Extrait du texte:
Document d'information établi par l'Union interparlementaire à l'attention du Deuxième Forum mondial sur la lutte contre la corruption et sur la préservation de l'intégrité
La Haye (Pays-Bas), 28-31 mai 2001

L'Union interparlementaire (UIP), fondée en 1889 et ayant son Siège à Genève, est l'organisation mondiale parlements nationaux. Doyenne des institutions politiques multilatérales, elle a pour mission de renforcer la paix et la sécurité par le dialogue politique. Elle œuvre également à l'expansion de la démocratie et à un meilleur respect des droits de l'homme, ainsi qu'à la promotion d'institutions législatives représentatives et efficaces.

En tant que forum politique, l'UIP réuunit sur une base régulière des délégués des parlements du monde représentant tous les systèmes et l'éventail des courants et partis politiques. Par voie de résolutions et rapports, l'Organisation exprime les vues et positions de la communauté parlementaire mondiale sur des questions d'intérêt international et formule des recommandations aux fins d'action parlementaire.

L'UIP est une organisation internationale officielle coopérant étroitement avec le système des Nations Unies. Elle confère une dimension parlementaire au système en encourageant la participation et l'engagement directs des parlements nationaux et de leurs membres à l'action onusienne et en faisant bénéficier les Nations Unies d'un appui parlementaire à l'échelle internationale.

Consigne:
Répondez aux questions suivantes d'après le texte ci-dessus sur l'Union interparlementaire.
(a) En quelle année l'UIP a-t-elle été fondée et dans quelle ville se trouve son Siège ?
(b) Par quels moyens l'Organisation exprime-t-elle les vues de la communauté parlementaire mondiale ?
(c) Avec quel système l'UIP coopère-t-elle étroitement ?

Liste affichée:

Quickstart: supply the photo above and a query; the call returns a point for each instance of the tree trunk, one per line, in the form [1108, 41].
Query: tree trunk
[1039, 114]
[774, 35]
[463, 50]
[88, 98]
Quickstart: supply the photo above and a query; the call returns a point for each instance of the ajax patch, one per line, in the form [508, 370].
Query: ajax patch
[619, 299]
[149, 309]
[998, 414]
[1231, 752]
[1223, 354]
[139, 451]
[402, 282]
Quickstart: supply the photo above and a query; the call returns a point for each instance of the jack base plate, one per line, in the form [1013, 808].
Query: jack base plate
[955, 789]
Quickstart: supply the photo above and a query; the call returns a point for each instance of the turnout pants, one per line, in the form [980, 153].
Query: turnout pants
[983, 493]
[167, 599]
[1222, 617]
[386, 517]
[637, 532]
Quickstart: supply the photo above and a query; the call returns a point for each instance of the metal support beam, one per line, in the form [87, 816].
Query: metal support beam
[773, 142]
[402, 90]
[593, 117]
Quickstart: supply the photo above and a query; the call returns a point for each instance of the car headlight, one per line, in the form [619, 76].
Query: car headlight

Corrigé:
(a) Elle a été fondée en 1889 et son Siège se trouve à Genève.
(b) Elle les exprime par voie de résolutions et de rapports.
(c) Elle coopère étroitement avec le système des Nations Unies.